課題の指示. 下の行のうち、「sticker」という語を含むものをすべて集めて、そのまま書き写してもらえますか。

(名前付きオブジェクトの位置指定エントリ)
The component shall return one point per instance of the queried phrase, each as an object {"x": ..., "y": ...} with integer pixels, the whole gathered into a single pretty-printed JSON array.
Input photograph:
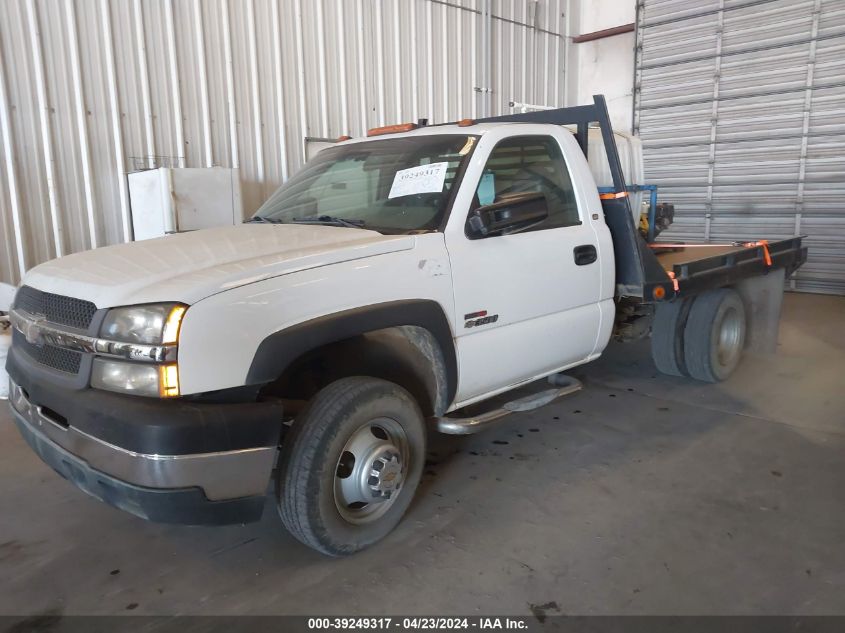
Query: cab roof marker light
[
  {"x": 392, "y": 129},
  {"x": 173, "y": 324}
]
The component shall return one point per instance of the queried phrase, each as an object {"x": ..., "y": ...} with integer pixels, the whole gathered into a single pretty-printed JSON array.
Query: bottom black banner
[{"x": 438, "y": 624}]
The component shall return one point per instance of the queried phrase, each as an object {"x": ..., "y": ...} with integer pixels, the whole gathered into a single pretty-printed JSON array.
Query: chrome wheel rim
[
  {"x": 730, "y": 337},
  {"x": 370, "y": 472}
]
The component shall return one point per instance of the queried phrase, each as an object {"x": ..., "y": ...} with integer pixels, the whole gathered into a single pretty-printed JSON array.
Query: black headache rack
[{"x": 640, "y": 274}]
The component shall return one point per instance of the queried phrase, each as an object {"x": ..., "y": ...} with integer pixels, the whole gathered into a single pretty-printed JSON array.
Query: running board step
[{"x": 563, "y": 386}]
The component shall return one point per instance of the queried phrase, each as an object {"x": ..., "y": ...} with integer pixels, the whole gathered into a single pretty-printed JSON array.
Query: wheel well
[{"x": 407, "y": 355}]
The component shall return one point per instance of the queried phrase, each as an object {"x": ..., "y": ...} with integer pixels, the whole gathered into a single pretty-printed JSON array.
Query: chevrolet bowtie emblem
[{"x": 32, "y": 330}]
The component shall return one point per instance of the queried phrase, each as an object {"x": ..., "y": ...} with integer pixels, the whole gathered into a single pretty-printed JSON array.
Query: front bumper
[{"x": 200, "y": 488}]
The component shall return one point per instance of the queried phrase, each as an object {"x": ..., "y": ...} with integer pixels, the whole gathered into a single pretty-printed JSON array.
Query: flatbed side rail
[{"x": 727, "y": 269}]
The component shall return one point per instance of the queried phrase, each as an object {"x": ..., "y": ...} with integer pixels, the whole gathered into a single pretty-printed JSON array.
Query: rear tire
[
  {"x": 667, "y": 336},
  {"x": 350, "y": 465},
  {"x": 714, "y": 336}
]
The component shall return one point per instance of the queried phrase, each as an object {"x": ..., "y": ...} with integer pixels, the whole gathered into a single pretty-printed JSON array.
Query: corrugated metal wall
[
  {"x": 741, "y": 107},
  {"x": 92, "y": 89}
]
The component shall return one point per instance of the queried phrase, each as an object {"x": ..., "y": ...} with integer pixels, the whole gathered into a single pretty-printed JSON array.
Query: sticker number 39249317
[{"x": 421, "y": 179}]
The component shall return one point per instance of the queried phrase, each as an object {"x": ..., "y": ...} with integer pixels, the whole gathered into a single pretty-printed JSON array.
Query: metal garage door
[{"x": 741, "y": 107}]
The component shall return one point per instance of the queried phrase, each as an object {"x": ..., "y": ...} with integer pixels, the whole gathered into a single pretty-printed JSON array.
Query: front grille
[
  {"x": 76, "y": 313},
  {"x": 64, "y": 360}
]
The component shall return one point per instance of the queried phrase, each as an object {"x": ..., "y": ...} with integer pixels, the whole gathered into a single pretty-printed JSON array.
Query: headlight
[
  {"x": 148, "y": 334},
  {"x": 141, "y": 379},
  {"x": 153, "y": 324}
]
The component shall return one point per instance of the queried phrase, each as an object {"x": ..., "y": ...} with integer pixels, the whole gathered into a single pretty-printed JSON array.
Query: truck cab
[{"x": 390, "y": 283}]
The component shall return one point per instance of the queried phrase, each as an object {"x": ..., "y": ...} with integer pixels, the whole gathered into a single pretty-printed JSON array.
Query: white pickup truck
[{"x": 390, "y": 283}]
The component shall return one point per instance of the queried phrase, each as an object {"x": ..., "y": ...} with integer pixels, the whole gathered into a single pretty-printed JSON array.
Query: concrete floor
[{"x": 643, "y": 494}]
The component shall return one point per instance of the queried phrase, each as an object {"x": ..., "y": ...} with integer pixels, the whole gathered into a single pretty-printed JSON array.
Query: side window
[{"x": 528, "y": 164}]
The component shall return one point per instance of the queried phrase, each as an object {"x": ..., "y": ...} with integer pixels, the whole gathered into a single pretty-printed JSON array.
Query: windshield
[{"x": 393, "y": 185}]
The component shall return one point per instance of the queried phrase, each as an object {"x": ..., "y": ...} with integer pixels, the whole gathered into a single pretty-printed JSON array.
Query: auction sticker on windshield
[{"x": 422, "y": 179}]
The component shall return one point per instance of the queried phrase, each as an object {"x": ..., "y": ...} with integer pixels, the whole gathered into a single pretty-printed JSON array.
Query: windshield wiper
[
  {"x": 257, "y": 219},
  {"x": 329, "y": 221}
]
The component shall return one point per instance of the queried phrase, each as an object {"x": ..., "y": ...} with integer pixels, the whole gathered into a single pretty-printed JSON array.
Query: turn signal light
[
  {"x": 168, "y": 381},
  {"x": 392, "y": 129}
]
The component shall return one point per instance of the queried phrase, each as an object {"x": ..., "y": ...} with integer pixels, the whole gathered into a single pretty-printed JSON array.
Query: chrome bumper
[{"x": 221, "y": 476}]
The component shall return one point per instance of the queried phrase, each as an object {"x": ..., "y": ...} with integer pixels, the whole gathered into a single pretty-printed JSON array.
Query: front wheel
[{"x": 350, "y": 465}]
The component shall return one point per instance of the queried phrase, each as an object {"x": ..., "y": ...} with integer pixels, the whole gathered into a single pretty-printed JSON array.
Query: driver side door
[{"x": 526, "y": 303}]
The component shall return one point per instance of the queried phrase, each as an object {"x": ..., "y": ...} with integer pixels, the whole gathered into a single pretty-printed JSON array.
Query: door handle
[{"x": 585, "y": 254}]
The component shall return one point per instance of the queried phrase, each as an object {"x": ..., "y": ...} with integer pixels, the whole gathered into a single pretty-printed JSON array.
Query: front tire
[{"x": 350, "y": 465}]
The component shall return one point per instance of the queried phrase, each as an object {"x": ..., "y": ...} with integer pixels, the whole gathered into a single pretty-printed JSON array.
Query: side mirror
[{"x": 514, "y": 214}]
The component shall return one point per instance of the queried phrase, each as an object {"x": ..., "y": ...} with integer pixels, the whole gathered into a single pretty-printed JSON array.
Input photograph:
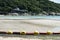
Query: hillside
[{"x": 34, "y": 6}]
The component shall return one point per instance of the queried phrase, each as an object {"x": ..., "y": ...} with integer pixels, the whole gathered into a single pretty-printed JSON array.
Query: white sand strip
[{"x": 40, "y": 25}]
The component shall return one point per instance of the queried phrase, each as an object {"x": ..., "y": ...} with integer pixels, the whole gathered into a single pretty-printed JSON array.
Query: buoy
[
  {"x": 36, "y": 33},
  {"x": 49, "y": 32}
]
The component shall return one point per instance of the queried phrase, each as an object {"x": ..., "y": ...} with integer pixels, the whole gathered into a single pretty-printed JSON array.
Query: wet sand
[{"x": 41, "y": 25}]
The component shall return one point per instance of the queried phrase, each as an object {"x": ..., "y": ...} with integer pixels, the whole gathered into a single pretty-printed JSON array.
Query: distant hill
[{"x": 34, "y": 6}]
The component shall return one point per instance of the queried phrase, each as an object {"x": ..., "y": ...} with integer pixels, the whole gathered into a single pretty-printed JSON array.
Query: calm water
[{"x": 29, "y": 17}]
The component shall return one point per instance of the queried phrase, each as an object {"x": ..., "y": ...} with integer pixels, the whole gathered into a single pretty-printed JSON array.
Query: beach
[{"x": 29, "y": 25}]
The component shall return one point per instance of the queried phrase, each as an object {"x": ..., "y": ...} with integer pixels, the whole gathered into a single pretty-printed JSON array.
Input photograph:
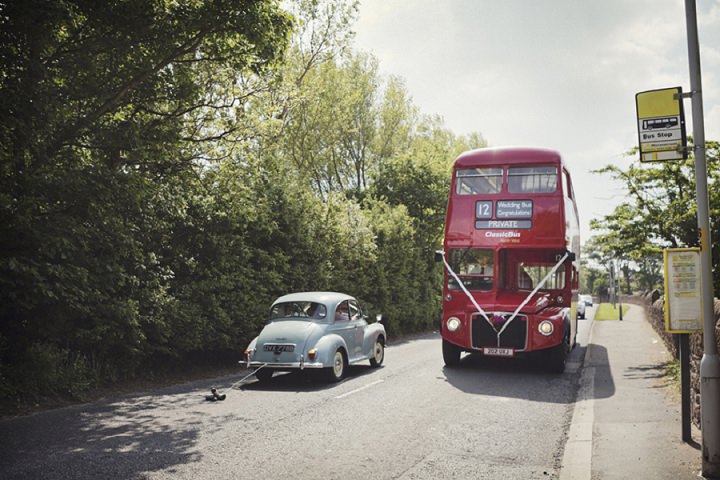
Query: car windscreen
[{"x": 308, "y": 310}]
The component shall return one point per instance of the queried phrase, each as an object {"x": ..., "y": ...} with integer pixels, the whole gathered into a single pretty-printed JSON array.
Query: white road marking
[{"x": 364, "y": 387}]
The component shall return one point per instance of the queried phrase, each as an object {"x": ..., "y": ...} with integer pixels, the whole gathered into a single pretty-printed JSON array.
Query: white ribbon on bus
[{"x": 517, "y": 310}]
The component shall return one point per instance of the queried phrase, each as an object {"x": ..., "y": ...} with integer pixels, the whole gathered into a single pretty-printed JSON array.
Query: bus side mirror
[{"x": 570, "y": 257}]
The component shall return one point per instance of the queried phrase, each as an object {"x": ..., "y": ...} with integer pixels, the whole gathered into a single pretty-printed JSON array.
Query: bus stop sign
[{"x": 661, "y": 125}]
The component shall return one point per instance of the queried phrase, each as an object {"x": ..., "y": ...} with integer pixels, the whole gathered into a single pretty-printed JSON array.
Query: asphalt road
[{"x": 411, "y": 419}]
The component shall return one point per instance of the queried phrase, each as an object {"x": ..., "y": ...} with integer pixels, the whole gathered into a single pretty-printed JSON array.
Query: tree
[
  {"x": 105, "y": 107},
  {"x": 660, "y": 212}
]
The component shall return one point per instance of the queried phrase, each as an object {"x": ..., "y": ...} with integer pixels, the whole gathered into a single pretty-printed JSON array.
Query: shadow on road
[{"x": 526, "y": 378}]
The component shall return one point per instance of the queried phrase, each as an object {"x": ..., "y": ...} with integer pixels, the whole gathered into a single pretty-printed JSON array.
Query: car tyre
[
  {"x": 264, "y": 374},
  {"x": 337, "y": 371},
  {"x": 451, "y": 354},
  {"x": 378, "y": 353}
]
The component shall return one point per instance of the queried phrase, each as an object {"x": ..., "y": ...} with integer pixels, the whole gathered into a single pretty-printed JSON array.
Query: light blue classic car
[{"x": 316, "y": 330}]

課題の解答.
Query: sticker number 39249317
Query: auction sticker on windshield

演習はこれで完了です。